# REQUIRED ACTIONS:
**A)** List every figure that the article on Wilson Poh's early retirement attributes to the DBS survey.
**B)** Write the next part of the article on Wilson Poh's early retirement, starting after its last sentence.

Segment Start: EXCERPT PROVIDED

Wilson Poh, 53 , has just returned from holiday. Soon, he will be travelling again – this time with his wife and two children. He says it is a retirement treat he gives himself now and then.
Poh is not your typical workaholic. He has decided to retire at the ripe early age of 53 – something out of the ordinary for a middle-income manager.
He puts it all down to a carefully crafted, decades-long investment plan.
“It is impossible to retire as a salaried worker. You need something else – a small business, an investment maybe – because the cost of living is simply too high.”
Poh can easily qualify to be the poster boy for a recent DBS survey which revealed that middle-income retirees would outlive their savings in 13 years. The survey revealed that 73 per cent of respondents plan to retire between the ages of 55 and 65 with savings of $571,715 on average.
They hope to spend $3,500 a month in their retirement which means their savings will run out in 13 years, according to DBS.
Will this mean the death of the middle-class, or the birth of a new middle-class in Singapore, where everyone has to invest, or start a business on the side, in order to retire before they kick the bucket?
Poh started investing in his late 20s when he bought his matrimonial home. He took a housing loan – but he quickly sold his property when it went en bloc and paid off his loan. With the little profit he made, he bought another property.

Segment End: EXCERPT PROVIDED
Segment Start: DATA UNDER STUDY

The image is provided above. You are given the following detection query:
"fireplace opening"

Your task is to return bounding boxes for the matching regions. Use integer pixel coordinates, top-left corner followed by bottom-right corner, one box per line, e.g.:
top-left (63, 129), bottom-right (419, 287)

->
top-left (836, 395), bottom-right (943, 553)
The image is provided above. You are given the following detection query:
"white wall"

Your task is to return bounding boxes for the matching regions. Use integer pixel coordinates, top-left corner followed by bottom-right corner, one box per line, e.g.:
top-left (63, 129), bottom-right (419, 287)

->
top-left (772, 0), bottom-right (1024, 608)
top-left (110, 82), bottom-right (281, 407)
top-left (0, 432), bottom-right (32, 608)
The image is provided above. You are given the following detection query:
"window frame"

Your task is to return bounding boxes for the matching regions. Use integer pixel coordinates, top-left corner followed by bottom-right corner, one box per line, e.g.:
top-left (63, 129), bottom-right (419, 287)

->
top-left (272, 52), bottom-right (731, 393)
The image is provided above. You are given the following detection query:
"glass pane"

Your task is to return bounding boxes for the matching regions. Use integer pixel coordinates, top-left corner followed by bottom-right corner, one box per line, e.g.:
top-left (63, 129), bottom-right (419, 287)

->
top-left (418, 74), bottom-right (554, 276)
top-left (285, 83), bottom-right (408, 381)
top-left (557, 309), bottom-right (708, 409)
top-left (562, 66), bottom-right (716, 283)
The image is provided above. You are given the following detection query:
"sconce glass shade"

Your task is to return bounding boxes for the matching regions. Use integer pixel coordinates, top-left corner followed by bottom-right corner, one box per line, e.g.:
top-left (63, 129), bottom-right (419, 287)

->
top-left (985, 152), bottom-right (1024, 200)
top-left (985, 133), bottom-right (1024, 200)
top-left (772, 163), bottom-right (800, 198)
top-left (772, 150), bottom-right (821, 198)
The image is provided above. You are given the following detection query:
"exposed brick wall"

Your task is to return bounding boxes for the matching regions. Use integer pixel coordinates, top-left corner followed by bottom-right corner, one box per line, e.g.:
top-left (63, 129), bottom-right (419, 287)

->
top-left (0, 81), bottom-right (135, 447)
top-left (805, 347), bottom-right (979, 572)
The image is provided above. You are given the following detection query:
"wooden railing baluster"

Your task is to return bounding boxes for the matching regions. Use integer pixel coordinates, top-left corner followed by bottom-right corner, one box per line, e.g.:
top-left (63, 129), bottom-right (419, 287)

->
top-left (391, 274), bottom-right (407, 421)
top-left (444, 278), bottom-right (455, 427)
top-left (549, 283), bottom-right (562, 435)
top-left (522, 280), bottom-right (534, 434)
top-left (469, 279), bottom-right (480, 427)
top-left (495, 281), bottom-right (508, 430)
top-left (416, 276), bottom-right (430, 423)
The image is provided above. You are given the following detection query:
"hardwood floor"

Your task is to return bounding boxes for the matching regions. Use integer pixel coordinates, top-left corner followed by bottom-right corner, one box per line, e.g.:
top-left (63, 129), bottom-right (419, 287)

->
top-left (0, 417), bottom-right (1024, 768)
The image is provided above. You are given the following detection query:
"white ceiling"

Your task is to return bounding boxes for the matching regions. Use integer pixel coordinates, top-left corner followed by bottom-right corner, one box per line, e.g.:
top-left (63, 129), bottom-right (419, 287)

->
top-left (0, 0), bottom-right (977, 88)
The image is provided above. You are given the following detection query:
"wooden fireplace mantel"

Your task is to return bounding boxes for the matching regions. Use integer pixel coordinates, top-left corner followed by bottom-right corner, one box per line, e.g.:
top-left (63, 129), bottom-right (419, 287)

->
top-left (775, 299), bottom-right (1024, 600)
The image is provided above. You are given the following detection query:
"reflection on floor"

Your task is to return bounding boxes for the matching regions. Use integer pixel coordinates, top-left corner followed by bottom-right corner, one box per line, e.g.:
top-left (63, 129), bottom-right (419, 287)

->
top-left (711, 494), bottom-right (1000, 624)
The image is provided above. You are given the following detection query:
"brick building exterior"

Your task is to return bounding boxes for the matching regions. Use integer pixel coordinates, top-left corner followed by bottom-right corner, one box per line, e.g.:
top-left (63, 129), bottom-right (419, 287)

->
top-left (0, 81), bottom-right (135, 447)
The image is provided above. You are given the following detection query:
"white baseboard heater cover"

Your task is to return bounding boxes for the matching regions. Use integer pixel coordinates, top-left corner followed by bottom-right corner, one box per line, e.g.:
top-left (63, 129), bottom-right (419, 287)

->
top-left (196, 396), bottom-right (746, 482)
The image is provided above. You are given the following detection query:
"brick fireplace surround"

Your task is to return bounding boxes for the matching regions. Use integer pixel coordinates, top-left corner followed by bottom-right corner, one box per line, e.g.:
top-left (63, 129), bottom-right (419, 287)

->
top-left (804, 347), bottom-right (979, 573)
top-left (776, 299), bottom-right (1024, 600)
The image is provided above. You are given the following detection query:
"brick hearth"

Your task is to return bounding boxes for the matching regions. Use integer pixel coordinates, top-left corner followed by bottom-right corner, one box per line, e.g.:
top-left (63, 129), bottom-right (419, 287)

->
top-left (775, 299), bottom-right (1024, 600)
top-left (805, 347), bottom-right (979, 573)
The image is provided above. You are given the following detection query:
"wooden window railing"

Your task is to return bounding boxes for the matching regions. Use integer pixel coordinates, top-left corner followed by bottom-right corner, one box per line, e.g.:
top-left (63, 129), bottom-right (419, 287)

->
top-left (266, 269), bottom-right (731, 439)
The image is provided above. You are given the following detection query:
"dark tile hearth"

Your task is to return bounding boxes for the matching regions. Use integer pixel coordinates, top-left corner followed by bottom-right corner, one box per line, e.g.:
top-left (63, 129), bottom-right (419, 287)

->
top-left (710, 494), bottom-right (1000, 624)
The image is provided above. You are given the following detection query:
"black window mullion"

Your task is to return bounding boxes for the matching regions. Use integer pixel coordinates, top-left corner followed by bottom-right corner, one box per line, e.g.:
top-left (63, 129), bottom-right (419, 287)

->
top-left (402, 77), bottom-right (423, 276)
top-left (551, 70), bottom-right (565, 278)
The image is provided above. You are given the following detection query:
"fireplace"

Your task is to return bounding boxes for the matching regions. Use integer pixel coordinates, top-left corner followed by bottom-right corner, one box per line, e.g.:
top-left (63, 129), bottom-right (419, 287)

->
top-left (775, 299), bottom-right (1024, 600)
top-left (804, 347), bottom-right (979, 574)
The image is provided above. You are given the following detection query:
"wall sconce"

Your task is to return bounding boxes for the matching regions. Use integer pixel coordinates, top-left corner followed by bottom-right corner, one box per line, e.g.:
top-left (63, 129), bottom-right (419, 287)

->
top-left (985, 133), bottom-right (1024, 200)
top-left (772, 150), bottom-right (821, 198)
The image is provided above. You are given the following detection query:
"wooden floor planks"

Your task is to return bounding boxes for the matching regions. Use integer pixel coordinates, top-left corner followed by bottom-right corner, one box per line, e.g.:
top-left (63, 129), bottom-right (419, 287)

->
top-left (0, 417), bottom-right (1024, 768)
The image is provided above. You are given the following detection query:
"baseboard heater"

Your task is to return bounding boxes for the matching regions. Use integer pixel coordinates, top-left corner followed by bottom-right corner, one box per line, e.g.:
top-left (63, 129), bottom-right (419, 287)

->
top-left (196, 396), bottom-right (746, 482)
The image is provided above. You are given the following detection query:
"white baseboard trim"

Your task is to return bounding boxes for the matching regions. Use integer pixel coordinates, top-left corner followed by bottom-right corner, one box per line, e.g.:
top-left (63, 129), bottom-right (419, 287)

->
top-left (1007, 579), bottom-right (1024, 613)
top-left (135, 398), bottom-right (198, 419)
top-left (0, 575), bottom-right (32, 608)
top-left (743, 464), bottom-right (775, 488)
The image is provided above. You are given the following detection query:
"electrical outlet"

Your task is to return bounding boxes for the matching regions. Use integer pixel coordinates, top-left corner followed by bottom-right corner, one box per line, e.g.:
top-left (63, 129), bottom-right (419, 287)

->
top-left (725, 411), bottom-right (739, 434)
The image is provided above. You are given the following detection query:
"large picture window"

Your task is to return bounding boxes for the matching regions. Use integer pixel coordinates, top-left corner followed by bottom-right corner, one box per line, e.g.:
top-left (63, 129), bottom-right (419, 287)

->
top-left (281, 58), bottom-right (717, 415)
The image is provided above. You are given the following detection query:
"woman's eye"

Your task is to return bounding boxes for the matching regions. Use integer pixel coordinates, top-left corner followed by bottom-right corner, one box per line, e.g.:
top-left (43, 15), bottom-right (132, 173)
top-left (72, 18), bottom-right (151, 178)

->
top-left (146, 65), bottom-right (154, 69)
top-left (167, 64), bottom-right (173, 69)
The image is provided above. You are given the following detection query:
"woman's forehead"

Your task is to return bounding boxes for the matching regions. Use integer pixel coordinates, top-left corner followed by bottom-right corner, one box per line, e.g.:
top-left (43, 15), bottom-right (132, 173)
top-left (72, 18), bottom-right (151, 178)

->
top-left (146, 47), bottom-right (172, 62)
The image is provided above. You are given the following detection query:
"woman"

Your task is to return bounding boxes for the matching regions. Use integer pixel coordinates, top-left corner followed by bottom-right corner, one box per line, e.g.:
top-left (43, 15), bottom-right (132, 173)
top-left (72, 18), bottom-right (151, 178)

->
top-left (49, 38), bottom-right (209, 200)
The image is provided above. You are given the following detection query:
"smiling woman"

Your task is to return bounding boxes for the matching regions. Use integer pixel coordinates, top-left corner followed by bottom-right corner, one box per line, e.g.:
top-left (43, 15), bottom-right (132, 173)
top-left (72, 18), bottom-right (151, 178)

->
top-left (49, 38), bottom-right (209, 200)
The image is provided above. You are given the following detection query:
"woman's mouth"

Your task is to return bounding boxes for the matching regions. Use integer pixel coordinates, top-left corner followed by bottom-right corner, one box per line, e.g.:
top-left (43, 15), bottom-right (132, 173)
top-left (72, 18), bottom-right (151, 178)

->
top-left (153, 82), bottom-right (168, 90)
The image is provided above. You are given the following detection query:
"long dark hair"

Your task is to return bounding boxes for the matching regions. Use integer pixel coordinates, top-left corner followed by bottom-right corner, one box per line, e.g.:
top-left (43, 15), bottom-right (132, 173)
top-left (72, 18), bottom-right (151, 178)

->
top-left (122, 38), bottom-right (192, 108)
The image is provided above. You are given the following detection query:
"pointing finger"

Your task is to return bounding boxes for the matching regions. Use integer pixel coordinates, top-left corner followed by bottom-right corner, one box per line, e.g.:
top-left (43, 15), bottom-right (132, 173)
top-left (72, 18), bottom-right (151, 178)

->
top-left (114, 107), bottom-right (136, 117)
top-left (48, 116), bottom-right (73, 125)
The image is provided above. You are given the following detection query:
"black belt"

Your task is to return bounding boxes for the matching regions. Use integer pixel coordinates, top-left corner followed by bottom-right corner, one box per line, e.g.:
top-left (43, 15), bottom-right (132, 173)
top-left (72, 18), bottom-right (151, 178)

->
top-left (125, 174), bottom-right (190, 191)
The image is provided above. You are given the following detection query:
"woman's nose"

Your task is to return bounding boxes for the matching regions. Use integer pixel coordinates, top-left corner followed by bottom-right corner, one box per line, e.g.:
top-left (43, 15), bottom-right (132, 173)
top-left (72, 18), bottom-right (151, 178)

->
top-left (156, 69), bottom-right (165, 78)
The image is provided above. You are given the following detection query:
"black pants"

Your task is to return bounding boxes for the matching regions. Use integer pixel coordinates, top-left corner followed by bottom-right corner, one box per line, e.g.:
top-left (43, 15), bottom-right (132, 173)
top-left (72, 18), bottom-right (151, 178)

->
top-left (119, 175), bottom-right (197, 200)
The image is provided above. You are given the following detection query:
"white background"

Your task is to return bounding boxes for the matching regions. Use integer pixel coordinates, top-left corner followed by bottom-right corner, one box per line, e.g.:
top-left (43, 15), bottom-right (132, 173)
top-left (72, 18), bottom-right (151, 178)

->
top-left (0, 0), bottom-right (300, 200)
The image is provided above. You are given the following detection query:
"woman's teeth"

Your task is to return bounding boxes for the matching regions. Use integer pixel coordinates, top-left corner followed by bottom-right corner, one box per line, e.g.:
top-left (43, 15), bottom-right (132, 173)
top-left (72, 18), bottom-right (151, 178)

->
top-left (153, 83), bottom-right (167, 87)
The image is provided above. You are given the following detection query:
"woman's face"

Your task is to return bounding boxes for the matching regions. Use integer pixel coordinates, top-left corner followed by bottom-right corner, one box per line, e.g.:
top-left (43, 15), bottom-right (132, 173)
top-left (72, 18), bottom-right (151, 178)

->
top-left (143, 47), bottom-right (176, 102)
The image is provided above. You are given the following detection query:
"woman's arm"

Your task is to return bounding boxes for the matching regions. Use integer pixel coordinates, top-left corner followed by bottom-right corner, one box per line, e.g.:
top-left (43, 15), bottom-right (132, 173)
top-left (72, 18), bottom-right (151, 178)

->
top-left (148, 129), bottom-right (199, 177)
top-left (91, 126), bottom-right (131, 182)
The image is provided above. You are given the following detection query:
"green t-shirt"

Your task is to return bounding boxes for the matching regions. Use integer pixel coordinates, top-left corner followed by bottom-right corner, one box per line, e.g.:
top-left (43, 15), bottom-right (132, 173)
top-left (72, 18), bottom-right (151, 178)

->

Segment End: DATA UNDER STUDY

# TASK ANSWERS:
**A)**
- 13 years: how long middle-income retirees' savings would last
- 73 per cent: the share of respondents who plan to retire between ages 55 and 65
- Ages 55 to 65: the planned retirement range
- $571,715: average planned savings at retirement
- $3,500: the monthly amount respondents hope to spend in retirement

**B)**
Wash, rinse, and repeat. At his peak, Poh had three properties under his name.
“I think we have to come to terms with the fact that we have to be financially independent [in order to] retire. We got to re-examine our lifestyle and ask what are we living for and what is important to us – and make plans for that.”
The DBS survey showed that while retirement is a priority for most people, only 49 per cent actually have a financial plan in place.
Regional economist at CIMB Song Seng Wun believes one reason may be “the younger generation is not saving enough. They may be spending more now because they have the flexibilities and opportunities to do so.”
Compare them to the previous generation. There are more choices in terms of career, income and material luxuries these days, he says.
“When you have an environment where there are diverse jobs and income growth, there is a certain degree of confidence to spend.”
But the future is not bleak, he insists.
“There are opportunities to upgrade yourself. One way is to invest. To do that you must be financially savvy. You can take basic financial classes. By generating income [through investments], it is one way to overcome this problem.”
On the contrary, Poh feels the current generation is in for a rough ride.
“When I bought my first property, I paid it off in 10 years. Now properties are at least more than $1 million. It is impossible for people to generate that kind of money to invest so easily.”
Dr Teoh Ren Shang, 35, remarks that balancing off investments, loans and family obligations is challenging.
Teoh has a one-year-old son and is still paying off his housing loan. He works as a doctor in a community hospital and considers himself a middle-income earner.
“Doctors are not high earners, unless you are high up in the hierarchy. People like me are in the middle class and we are being squeezed.
“Living cost is getting higher and salaries are not catching up. We are not getting the bang for our buck. What worries me the most is the government might not be in tune with what we are experiencing.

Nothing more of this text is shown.